When a line of the records contains "tall", copy it.

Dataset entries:
Segment Open
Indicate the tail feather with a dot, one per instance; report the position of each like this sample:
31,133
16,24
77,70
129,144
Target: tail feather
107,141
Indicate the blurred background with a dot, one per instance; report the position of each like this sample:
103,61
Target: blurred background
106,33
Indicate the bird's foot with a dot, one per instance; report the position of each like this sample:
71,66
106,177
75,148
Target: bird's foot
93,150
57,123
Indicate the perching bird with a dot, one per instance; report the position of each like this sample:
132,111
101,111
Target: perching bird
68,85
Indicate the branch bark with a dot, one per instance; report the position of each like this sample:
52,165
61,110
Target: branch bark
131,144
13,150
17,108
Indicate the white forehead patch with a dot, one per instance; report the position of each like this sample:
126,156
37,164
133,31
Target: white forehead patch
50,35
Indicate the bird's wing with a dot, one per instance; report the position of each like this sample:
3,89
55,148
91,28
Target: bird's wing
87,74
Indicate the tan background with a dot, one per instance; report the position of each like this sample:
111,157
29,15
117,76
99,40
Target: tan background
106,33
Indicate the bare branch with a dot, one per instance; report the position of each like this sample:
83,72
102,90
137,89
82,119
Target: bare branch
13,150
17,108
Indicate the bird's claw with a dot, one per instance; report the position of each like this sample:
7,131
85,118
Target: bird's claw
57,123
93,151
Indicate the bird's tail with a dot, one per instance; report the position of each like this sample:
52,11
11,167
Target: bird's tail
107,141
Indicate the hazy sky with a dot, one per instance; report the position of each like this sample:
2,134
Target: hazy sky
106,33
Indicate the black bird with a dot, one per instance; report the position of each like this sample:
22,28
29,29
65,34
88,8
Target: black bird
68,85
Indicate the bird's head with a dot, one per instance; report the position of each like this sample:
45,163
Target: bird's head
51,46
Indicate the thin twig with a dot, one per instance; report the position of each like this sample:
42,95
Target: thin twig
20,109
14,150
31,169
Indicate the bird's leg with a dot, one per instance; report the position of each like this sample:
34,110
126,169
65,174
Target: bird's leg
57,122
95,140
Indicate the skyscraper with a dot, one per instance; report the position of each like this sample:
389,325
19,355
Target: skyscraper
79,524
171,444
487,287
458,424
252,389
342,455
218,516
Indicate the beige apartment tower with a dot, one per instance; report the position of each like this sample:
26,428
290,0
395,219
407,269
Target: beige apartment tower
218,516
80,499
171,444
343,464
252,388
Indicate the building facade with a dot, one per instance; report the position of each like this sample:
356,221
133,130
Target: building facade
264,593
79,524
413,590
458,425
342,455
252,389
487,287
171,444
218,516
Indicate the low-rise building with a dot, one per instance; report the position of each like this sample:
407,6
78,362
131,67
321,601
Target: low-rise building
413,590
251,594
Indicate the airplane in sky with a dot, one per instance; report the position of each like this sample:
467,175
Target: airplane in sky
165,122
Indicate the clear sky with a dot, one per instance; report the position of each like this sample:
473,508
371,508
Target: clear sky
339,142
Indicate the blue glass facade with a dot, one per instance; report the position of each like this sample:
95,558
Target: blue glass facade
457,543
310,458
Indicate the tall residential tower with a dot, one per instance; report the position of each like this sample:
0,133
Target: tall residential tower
Segment Closed
● **RESULT**
Indicate the tall residential tower with a dot, one per instance; report the position of each like this sample:
Target: tall residential tower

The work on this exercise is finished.